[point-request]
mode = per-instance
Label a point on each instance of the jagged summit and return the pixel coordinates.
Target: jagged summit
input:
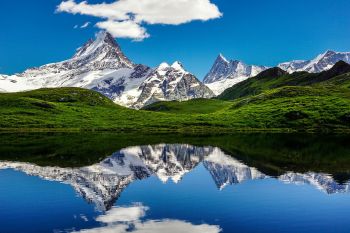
(229, 69)
(103, 48)
(274, 72)
(178, 66)
(226, 73)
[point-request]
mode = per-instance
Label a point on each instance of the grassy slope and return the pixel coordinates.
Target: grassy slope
(275, 78)
(324, 106)
(196, 106)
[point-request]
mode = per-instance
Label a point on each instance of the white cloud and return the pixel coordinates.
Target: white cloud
(124, 29)
(121, 14)
(119, 220)
(85, 25)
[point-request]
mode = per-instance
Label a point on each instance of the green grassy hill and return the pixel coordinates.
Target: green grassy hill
(272, 101)
(196, 106)
(275, 78)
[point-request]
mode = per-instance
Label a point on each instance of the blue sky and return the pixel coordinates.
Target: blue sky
(257, 32)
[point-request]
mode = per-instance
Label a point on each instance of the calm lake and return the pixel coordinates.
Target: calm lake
(167, 183)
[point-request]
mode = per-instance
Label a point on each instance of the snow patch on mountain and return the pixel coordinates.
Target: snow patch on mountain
(322, 62)
(225, 73)
(100, 65)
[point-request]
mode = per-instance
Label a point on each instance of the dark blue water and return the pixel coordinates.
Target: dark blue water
(169, 188)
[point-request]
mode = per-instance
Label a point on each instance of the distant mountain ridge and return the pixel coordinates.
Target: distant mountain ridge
(101, 65)
(225, 74)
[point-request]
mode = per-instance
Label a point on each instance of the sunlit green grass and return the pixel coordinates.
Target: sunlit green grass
(282, 109)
*-*-*
* _EXERCISE BRIEF_: Before printing the records again, strip out the pictures; change nothing else.

* _YOUR SOLUTION_:
[point-request]
mode = per-instance
Label a point on each instance of the jagged summit and return the pixel coordinates.
Target: jagged summit
input:
(229, 69)
(103, 48)
(274, 72)
(178, 66)
(226, 73)
[point-request]
mode = per-instance
Label a point on each instance of the grassy slope and return the pixel coordinates.
Target: grassy slope
(275, 78)
(324, 106)
(196, 106)
[point-request]
mode = per-instance
Label a point on each instance of the white cloud and return the pixel coordinates.
Target: white cloud
(124, 29)
(121, 14)
(119, 220)
(85, 25)
[point-request]
mode = per-instance
Label a point on each instance of the green grassy hill and return the pixel coordinates.
Target: green grassy hill
(272, 101)
(196, 106)
(275, 78)
[point-request]
mode = per-instance
Label a point on each instance of the blue sky and return the pixel coordinates.
Target: blue sky
(257, 32)
[point-request]
mode = per-instance
Label a point on each instance of the calm lake and return the pixel coordinates.
Target: calm lake
(167, 183)
[point-request]
mode = per-instance
Label a point on each instance of the snow patch on mountain and return the pixel coordinates.
Target: snow patch on mountain
(322, 62)
(225, 73)
(100, 65)
[point-request]
mode = per-instance
Label a point on each instance of the dark blue water and return the pixel coordinates.
Target: dark blue water
(169, 188)
[point-request]
mode = per-instance
Label a point on each instance of the distant mountain ridge and return the pixel coordinates.
Target: distant mountain ridge
(101, 65)
(225, 74)
[point-request]
mode = per-instance
Label a point on each instance of the sunlit green grass and return the pixel coordinates.
Target: sunlit green grass
(282, 109)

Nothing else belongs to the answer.